## Source text

In many ways, the outbreak of the Coronavirus couldn’t have happened at a worse time with it being the start of the Chinese New Year holidays. A period now associated with the largest annual human migration on the planet that consists of over 385 million people!
Anyone who has sourced and travelled in china as I have will know that from mid-January to the end of February, tens of millions of China’s migratory factory workforce take the opportunity to travel back to their home provinces for a well-earned rest, often many hundreds of miles from their place of work. Already full to the brim, as is the norm when travelling in China, the train stations, airports and roads become a swarming mass of people moving in very close proximity, a recipe for disaster in the current situation…
There are currently several conflicting reports and opinions between the international press and the Chinese government as to the extent of the issue. What the best method of containment is and what the impact is going to be. What is fair to say with some certainty, is that the level of impact on day to day life in Wuhan compared to other parts of China is significantly worse and the immediate future will undoubtedly see reductions in trade from the region.

## What you will do
A: According to the coronavirus text, how many people take part in the Chinese New Year migration?
B: Carry on the text about the coronavirus outbreak during Chinese New Year, starting after its final sentence.

## Data supplied
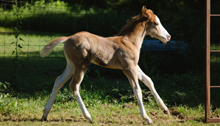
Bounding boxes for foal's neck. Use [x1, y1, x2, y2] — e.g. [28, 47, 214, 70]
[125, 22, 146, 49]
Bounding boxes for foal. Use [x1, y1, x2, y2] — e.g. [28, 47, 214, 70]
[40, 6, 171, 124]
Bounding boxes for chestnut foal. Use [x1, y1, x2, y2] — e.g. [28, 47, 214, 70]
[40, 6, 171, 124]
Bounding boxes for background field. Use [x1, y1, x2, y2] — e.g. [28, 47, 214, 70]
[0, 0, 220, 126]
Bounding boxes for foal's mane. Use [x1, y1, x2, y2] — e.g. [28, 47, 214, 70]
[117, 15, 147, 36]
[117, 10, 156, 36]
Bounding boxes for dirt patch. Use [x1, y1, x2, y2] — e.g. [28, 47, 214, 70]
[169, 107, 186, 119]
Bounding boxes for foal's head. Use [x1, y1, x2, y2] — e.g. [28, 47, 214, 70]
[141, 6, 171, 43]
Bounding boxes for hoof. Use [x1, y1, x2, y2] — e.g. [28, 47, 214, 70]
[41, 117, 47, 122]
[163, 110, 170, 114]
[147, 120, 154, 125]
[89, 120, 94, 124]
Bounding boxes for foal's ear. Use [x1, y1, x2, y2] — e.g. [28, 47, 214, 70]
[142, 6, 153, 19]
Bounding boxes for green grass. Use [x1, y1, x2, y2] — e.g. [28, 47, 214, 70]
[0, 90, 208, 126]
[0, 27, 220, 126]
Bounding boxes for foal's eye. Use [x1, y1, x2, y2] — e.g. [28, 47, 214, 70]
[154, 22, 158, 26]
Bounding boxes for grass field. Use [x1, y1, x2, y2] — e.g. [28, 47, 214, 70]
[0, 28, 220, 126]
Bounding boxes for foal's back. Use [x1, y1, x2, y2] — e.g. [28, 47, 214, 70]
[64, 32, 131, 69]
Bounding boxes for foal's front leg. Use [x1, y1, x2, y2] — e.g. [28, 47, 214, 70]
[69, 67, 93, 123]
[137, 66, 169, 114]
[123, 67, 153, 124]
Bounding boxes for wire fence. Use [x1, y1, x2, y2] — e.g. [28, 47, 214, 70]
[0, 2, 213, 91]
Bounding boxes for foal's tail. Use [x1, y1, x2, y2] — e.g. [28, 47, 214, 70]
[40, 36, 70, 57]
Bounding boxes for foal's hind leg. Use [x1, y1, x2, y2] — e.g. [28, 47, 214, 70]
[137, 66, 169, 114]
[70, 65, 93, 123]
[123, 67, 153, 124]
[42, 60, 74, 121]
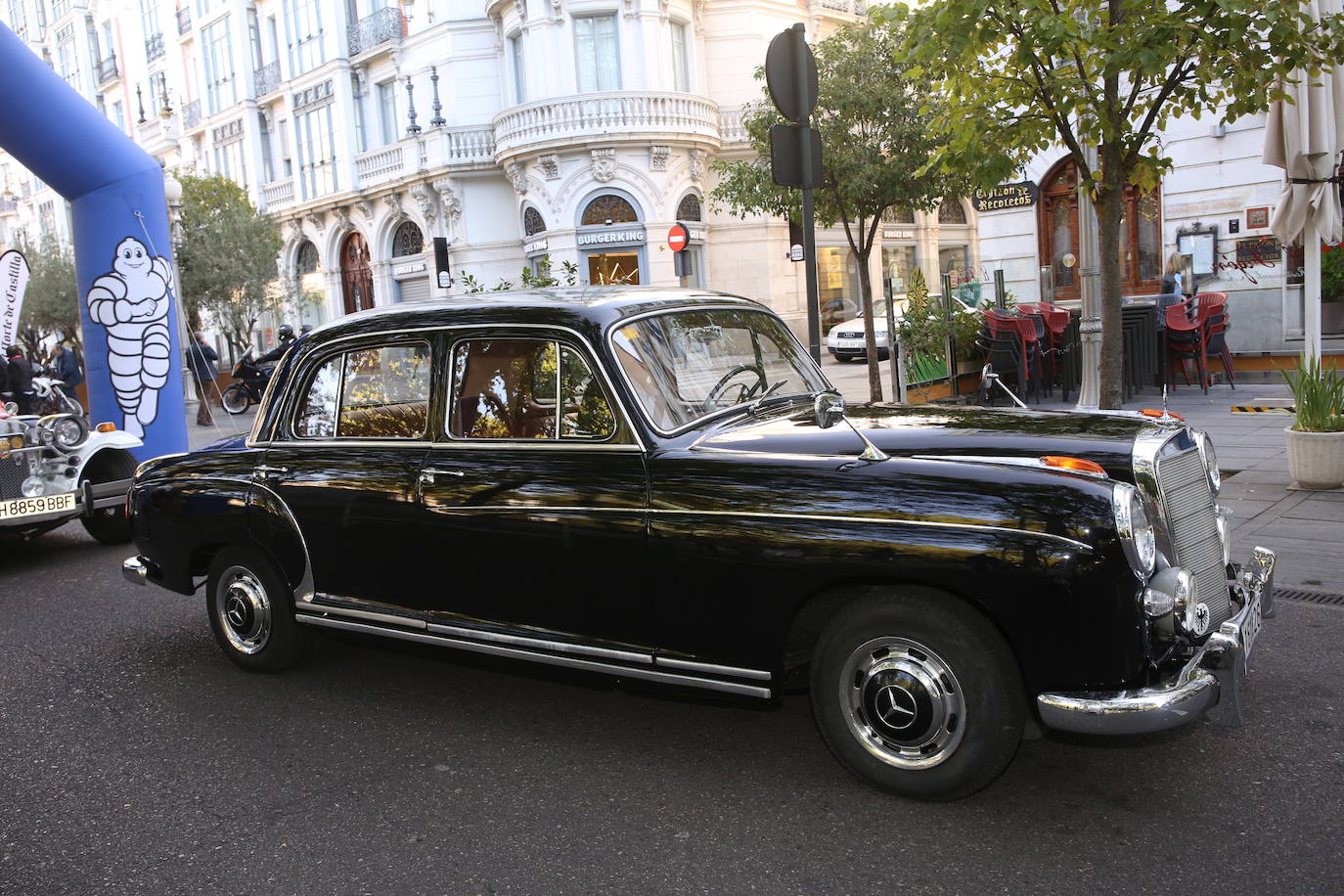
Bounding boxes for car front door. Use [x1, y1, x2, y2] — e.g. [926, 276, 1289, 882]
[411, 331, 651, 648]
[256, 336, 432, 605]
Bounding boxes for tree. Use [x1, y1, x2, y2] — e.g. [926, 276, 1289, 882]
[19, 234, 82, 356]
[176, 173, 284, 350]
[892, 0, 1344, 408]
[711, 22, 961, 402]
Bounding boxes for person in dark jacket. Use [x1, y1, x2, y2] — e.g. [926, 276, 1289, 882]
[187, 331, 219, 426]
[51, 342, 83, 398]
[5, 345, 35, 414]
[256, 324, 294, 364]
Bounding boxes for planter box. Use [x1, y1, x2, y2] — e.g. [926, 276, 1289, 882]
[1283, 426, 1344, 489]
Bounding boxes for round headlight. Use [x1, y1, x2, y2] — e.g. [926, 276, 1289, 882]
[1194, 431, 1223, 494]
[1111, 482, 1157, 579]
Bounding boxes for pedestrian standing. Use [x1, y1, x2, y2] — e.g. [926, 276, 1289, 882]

## Replies
A: Over 385 million people.

B:
Reductions in trade expected for China’s Wuhan Province
Speaking to all of Chadwick’s key suppliers, as well as seeking reassurance from our dedicated team of 6 at our China office in Fujian province (southeastern coast), things seem less affected thus far. Of course, much depends on any continued spread of the virus and to what extent it does or does not escalate…but so far, I’m pleased to report that the impact has been negligible for our business and our Chinese personnel!
China’s self-imposed extra week of holidays and travel bans has certainly helped containment. Now local provincial government officials have instructed compulsory prevention measures to all factories in preparation for the return of the workforce. But this leads to the key question for the industry, and a time when production can commence once again – When will they return!?’
Fortunately, at Chadwicks, we are well prepared. Our annual pre-Chinese New Year planning means that stock levels and continuity are strong.
Maybe some companies and brands are talking about resourcing from areas such as Vietnam or Myanmar, which is fine, but the reality of re-sourcing products from a new factory, let alone a new country is not without its challenges and takes time. Unless companies had started such a process at least 6 months ago, then any change in direction is some time away. What people should also remember is that many of the fabrics and trims for garments, regardless of the origin of the labour force, come from china anyway. Plus, all these other countries are at risk of a pandemic themselves, given their many economic and cultural links to China, so it would seem almost futile to try and seek a short-term fix to the problem.
Producing sportswear and team wear garments in other countries, over and above China, is always on our radar and some larger brands will have sources across Asia, but China is an incomparable one-stop-shop for the garment industry. The resources and service industries for garment and fabric production is by far more developed than most other Asian countries put together. So, we must rely on the WHO and the Chinese government to solve this matter urgently. China is still the world’s factory, therefore the potential impact on the global economy as a whole, is not worth thinking about if things get worse.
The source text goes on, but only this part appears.